Answer these questions using the text below about the Department of Labor's ESG rule:
1. On what date did the Department of Labor issue its final rule?
2. In what year did the U.S. Supreme Court unanimously hold that participants' interests refer to financial rather than nonpecuniary benefits?
3. What does the duty of prudence prevent a fiduciary from doing?
━━━ PROVIDED PASSAGE ━━━
On October 30, 2020, the U.S. Department of Labor (DOL) issued a final rule regarding the use by Employee Retirement Income Security Act of 1974, as amended (ERISA), fiduciaries of nonpecuniary, such as environmental, social and corporate governance (ESG), considerations when investing the assets of employee benefit plans subject to ERISA. In the News Release announcing the final rule, DOL Secretary Scalia stated that "This rule will ensure that retirement plan fiduciaries are focused on the financial interests of plan participants and beneficiaries, rather than on other, non-pecuniary goals or policy objectives." The rule was initially proposed by the DOL on June 23, 2020, and the DOL made several changes to the proposed rule in response to over 1,100 unique comment letters that it received.

In the preamble to the final rule, the DOL noted its concern that "the growing emphasis on ESG investing may prompt ERISA plan fiduciaries to make investment decisions for purposes distinct from providing benefits to participants and beneficiaries and defraying reasonable expenses of administering the plan" (i.e., the "exclusive purpose" rule under Section 404(a) of ERISA). In the preamble to the proposed rule, the DOL noted that "[c]ourts have interpreted the exclusive purpose rule of ERISA section
404(a)(1)(A) to require fiduciaries to act with 'complete and undivided loyalty to the beneficiaries,' observing that their decisions must 'be made with an eye single to the interests of the participants and beneficiaries.'  The U.S. Supreme Court as recently as 2014 unanimously held in the context of ERISA retirement plans that such interests must be understood to refer to 'financial' rather than 'nonpecuniary' benefits, and federal appellate courts have described ERISA's fiduciary duties as 'the highest known to the law.'"

The DOL specifically noted its concern that some investment products may be marketed to ERISA fiduciaries on the basis of purported benefits and goals unrelated to financial performance. For example, the DOL noted its understanding that, in the case of some ESG investment funds being offered to ERISA defined contribution plans, fund managers are representing that the fund is appropriate for ERISA plan investment platforms, while acknowledging in disclosure materials that the fund may perform differently or forgo certain opportunities, or accept different investment risks, in order to pursue the ESG objectives. The DOL noted that the final rule is designed to make clear that ERISA fiduciaries may not invest in ESG vehicles when they understand an underlying investment strategy of the vehicle is to subordinate return or increase risk for the purpose of nonpecuniary objectives. The duty of loyalty, a bedrock principle of ERISA, requires those serving as fiduciaries to act with a single-minded focus on the interests of beneficiaries. In addition, the DOL noted that the duty of prudence prevents a fiduciary from choosing an investment alternative that is financially less beneficial than an available alternative.
━━━ ENTRIES PROVIDED ━━━
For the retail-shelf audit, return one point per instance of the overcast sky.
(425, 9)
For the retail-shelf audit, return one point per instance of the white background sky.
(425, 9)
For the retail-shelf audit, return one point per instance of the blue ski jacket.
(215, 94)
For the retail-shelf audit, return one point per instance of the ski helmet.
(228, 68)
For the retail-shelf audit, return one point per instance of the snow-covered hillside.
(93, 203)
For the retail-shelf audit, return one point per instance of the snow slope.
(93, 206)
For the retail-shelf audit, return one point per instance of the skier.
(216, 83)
━━━
━━━ ENTRIES PROVIDED ━━━
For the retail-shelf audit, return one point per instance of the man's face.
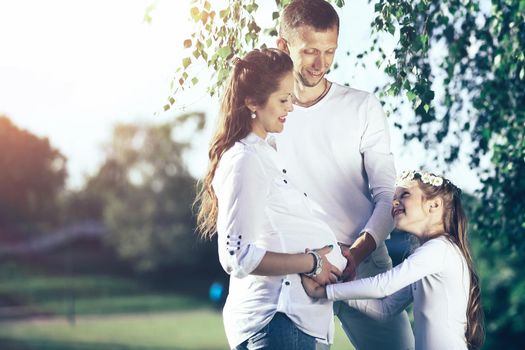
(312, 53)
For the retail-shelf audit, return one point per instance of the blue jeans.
━━━
# RESPONSE BELOW
1. October 30, 2020.
2. 2014.
3. It prevents a fiduciary from choosing an investment alternative that is financially less beneficial than an available alternative.